→ Task material
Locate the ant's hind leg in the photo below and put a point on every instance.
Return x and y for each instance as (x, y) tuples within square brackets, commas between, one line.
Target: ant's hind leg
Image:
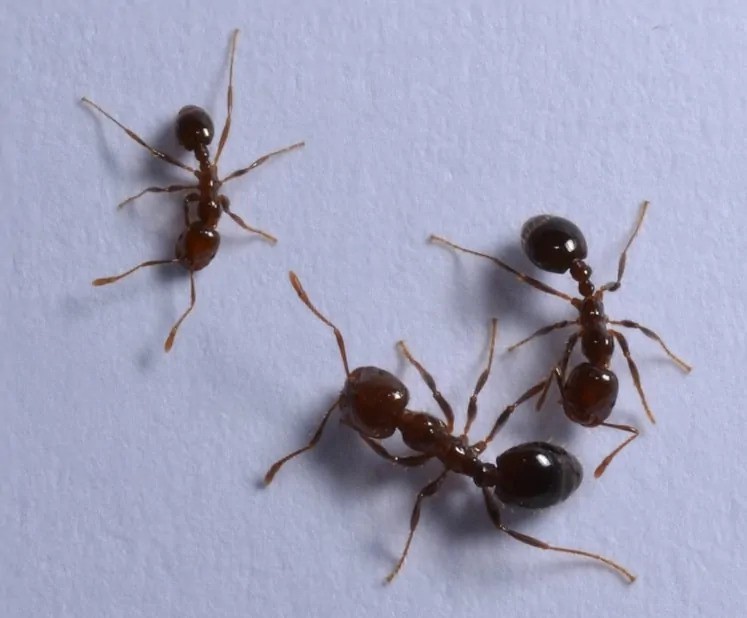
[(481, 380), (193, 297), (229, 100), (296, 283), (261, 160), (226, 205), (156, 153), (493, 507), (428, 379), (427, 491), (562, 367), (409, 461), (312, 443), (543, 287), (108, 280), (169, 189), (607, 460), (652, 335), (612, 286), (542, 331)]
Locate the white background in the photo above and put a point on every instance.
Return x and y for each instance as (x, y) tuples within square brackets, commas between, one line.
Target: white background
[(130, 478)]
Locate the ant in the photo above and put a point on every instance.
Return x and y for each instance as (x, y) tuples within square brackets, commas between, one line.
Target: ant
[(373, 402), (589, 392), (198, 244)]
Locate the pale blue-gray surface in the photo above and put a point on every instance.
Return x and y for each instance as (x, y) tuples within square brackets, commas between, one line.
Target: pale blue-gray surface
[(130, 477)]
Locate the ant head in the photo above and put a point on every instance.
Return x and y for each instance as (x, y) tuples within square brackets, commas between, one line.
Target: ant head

→ What the task requires
Every line above should be copied exactly; do not carry over the pictures.

→ Your response
Locate the ant's hind leg in the photo below and put a point on every instance.
Return x and y for each instance as (x, y) tuples within square brackets, commas between, one line.
Target: ant's hind leg
Image:
[(481, 380), (193, 297), (229, 100), (296, 283), (261, 160), (226, 205), (156, 153), (493, 507), (428, 379), (427, 491), (562, 367), (409, 461), (312, 443), (543, 287), (108, 280), (169, 189), (607, 460), (652, 335), (612, 286), (542, 331)]
Locate the white background in the photo above and put a point on every instance.
Return x and y for each instance as (x, y) tuples within square brackets, commas between, one line.
Target: white background
[(130, 478)]
Locate the ant in the photo above and put a point on every instance.
Return x and y for each instance as (x, y) tuples within square brackets, commas between, one line.
Target: ant
[(373, 402), (589, 392), (198, 244)]
Locate the pale blue-gray surface in the photo above and put a point on every instance.
Return x and y for each instance as (x, y) tuples within square brackets, commas between, one line.
Target: pale blue-gray surface
[(130, 477)]
Locate the ant head in the photo above and put a point on every instance.
Return x and y for each instance as (x, y) tuples within square brackets, commas between, one line.
Target: ant head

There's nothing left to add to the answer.